» **Task item A**: List every PostgreSQL version number that the PostgreSQL update report gives for the new releases.
» **Task item B**: According to the PostgreSQL update report, why was SELECT FOR UPDATE/SHARE on sequences disabled?
» **Task item C**: Write the next paragraph of the PostgreSQL update report, picking up after its final sentence.

» **Text section**:
↓↓↓

PostgreSQL developers fix weakened passwords
The PostgreSQL developers have released minor version updates for all active branches of their open source SQL database. Versions 9.1.1, 9.0.5, 8.4.9, 8.3.16 and 8.2.22 of PostgreSQL close a security hole which resulted in weakened passwords, and address a number of bugs found in previous versions including crashing and data-corruption issues.
According to the developers, the updates fix a vulnerability in the Blowfish encryption code used by contrib/pg_crypto that could cause encrypted passwords to be "weaker than they should be"; the same bug was recently diagnosed and fixed in PHP 5.3.7 (CVE-2011-2483).
Other changes include SSL error handling improvements, fixes for SSPI login, VACUUM, and a memory leak at the end of a GiST index scan. SELECT FOR UPDATE/SHARE on sequences has been disabled as it "doesn't work as expected and can lead to failures". A work-around for an optimisation bug in version 4.6 of the GNU Compiler Collection (GCC) that can break the replay of write-ahead logging (WAL) is also included. All users are "strongly urged" to install the updates.

↑↑↑

» **Given information**:

↓↓↓

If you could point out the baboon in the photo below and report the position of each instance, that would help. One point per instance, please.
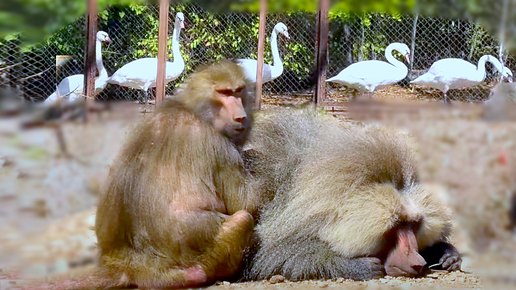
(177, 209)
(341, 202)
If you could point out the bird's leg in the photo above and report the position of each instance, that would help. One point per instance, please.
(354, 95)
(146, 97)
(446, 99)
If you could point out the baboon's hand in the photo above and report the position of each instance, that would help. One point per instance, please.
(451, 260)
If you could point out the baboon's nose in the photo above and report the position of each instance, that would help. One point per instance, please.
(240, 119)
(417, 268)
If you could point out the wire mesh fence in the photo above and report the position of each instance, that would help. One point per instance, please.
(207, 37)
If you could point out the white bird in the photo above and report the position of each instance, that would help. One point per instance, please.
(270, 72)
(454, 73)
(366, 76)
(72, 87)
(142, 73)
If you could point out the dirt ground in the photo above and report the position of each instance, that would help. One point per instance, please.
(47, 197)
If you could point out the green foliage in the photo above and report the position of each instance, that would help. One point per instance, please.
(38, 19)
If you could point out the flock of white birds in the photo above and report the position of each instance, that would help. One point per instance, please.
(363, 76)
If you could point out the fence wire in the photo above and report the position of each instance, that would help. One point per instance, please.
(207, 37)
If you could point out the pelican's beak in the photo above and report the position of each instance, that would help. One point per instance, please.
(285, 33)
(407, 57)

↑↑↑
↓↓↓

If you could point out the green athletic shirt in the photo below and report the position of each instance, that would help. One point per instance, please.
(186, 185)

↑↑↑
↓↓↓

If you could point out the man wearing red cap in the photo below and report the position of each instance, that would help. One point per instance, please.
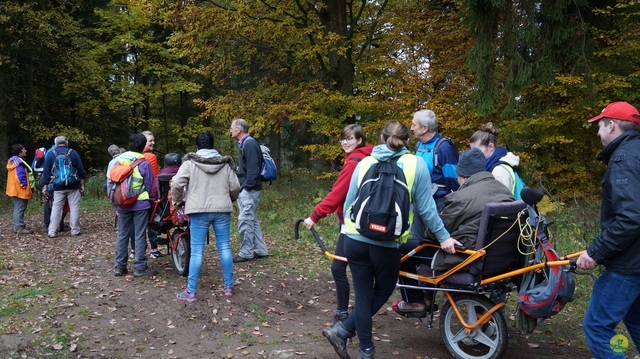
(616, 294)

↑↑↑

» **Expected output A**: 9.1.1, 9.0.5, 8.4.9, 8.3.16, 8.2.22

» **Expected output B**: It was disabled because, in the developers' words, it "doesn't work as expected and can lead to failures".

» **Expected output C**:
More details about the updates, including full lists of changes, can be found in the announcement news post, and in the 8.2.22, 8.3.16, 8.4.9, 9.0.5 and 9.1.1 release notes. PostgreSQL source code and executable versions are available to download from the project's site. The source code is made available under the terms of the PostgreSQL Licence, described as a liberal open source licence, similar to the BSD or MIT licences.